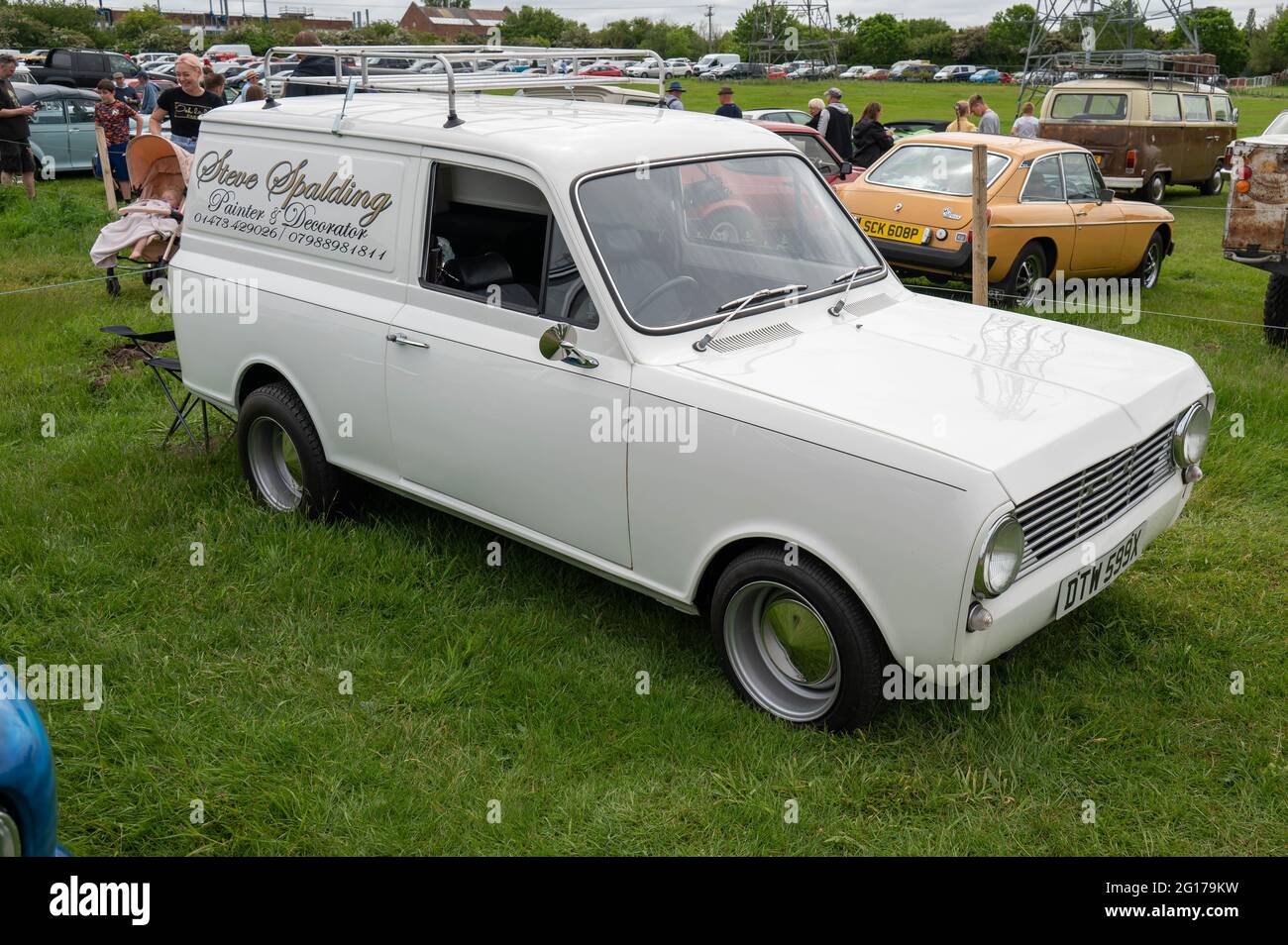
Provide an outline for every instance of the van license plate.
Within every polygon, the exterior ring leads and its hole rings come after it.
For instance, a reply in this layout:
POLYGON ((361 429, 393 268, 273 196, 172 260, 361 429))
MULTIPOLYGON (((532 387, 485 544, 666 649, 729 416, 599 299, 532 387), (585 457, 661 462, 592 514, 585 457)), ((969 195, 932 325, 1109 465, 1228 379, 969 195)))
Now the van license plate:
POLYGON ((1060 599, 1055 605, 1056 619, 1109 587, 1132 561, 1140 557, 1140 537, 1144 530, 1145 524, 1141 523, 1135 532, 1118 542, 1113 551, 1101 555, 1094 564, 1079 568, 1060 582, 1060 599))
POLYGON ((927 232, 925 227, 912 227, 907 223, 891 223, 889 220, 872 220, 859 218, 863 232, 876 239, 894 239, 899 243, 916 243, 921 246, 926 242, 927 232))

# # # # # # #

- _DIRECTIONS FOR THIS TASK_
Copy the listing above line for line, without the picture.

- _RESULT FOR THIS EXERCISE_
Provide an outline for every instance of the van license plate.
Within every polygon, the exterior ring leads and its hole rings come after it.
For instance, a reply in this layout:
POLYGON ((361 429, 393 268, 273 196, 172 260, 361 429))
MULTIPOLYGON (((532 387, 485 544, 666 649, 729 416, 599 299, 532 387), (585 457, 661 462, 592 514, 585 457)), ((969 195, 932 325, 1109 465, 1228 379, 969 195)))
Now the van license plate:
POLYGON ((1060 599, 1055 605, 1056 619, 1109 587, 1132 561, 1140 557, 1140 537, 1144 530, 1145 524, 1141 523, 1135 532, 1118 542, 1113 551, 1101 555, 1094 564, 1079 568, 1060 582, 1060 599))
POLYGON ((927 232, 925 227, 912 227, 907 223, 891 223, 889 220, 872 220, 859 218, 863 232, 876 239, 894 239, 899 243, 916 243, 921 246, 926 242, 927 232))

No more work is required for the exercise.